#### [Extracted text]
------

Hoosier Sugar Cream Pie

04.27.2016 by J. Doe // Leave a Comment

Income taxes are due, so my almost-divorced friend throws a poverty party; I am assigned to bring a dessert. I remember seeing something somewhere about pies of the Great Depression, and a little bit of googling leads me to Paula Haney’s Hoosier Mama Book of Pie. I check it out of the library, read the chapter titled Desperation Pies, and have all the ingredients ready to make a pie on Friday evening for her Saturday party.

Friday evening, a text arrives, from a phone number with a San Francisco area code: Hey sweetie it’s Dwayne. How is your day going so far?

I don’t have a sweetie named Dwayne, in San Francisco or elsewhere, so I keep my reply brief: Wrong person.

He doesn’t believe me: U just sent me your number.

Nope, I reply. I’m Seattle, you’re San Francisco.

He agrees he’s in San Francisco, but wants to be sure: Did u just talk to me on the Sugar Daddy website?

I didn’t even know there was such a thing. Now I want to know more. No, I text back. I could use a Sugar Daddy, but I’d need one in Seattle.

Why.

Because that’s where I live.

Are you hot?

That’s a hard question to answer, I think, so I don’t. I qualify for Mensa, I tell him.

I like a smart girl, he says: Send a pic.

First, explain why you are a Sugar Daddy, I say.

------

[Position annotation rows]
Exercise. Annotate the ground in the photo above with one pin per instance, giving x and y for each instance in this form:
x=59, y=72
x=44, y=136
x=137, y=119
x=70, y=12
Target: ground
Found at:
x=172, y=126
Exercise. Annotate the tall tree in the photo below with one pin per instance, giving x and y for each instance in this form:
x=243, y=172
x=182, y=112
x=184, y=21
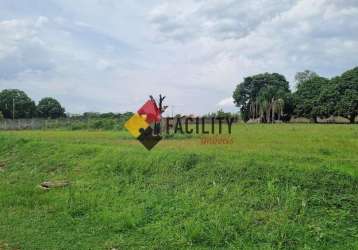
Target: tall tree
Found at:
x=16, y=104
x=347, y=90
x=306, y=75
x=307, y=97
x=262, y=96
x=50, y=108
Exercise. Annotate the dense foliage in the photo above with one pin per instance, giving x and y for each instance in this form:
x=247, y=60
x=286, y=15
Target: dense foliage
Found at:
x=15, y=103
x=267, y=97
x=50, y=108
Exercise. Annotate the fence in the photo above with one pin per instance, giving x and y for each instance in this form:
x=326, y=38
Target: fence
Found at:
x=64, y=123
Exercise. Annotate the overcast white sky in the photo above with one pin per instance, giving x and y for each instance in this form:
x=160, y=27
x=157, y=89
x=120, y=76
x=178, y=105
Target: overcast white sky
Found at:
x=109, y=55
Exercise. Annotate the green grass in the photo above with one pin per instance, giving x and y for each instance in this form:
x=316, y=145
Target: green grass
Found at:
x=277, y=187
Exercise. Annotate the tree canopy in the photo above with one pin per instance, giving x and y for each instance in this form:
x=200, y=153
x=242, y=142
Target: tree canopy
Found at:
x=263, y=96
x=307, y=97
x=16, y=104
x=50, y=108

------

#### [Things to do]
A. Translate the sentence "I didn’t even know there was such a thing." from the post about the sugar cream pie into Spanish.
B. Reproduce the lines of the rows from the one containing "Exercise. Annotate the dense" through the one containing "x=64, y=123", inclusive.

#### [Solution set]
A. Ni siquiera sabía que existía algo así.

B.
Exercise. Annotate the dense foliage in the photo above with one pin per instance, giving x and y for each instance in this form:
x=247, y=60
x=286, y=15
Target: dense foliage
Found at:
x=15, y=103
x=267, y=97
x=50, y=108
Exercise. Annotate the fence in the photo above with one pin per instance, giving x and y for each instance in this form:
x=326, y=38
Target: fence
Found at:
x=64, y=123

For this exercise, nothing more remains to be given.